• AIM OF THE TASK: Would you print the data below exactly, leaving out every picture?

+-------+

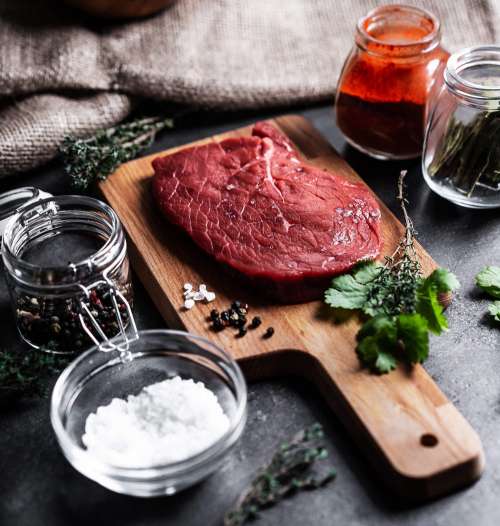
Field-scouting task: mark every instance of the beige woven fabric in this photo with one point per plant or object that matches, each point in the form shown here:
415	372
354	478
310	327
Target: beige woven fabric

+-------+

• FINISHED TASK:
Field-scouting task: mark every instance of the beige woven fabric in this photo with one point per plant or object that matches, each point in the form shown here:
415	372
354	478
310	327
Target: beige woven fabric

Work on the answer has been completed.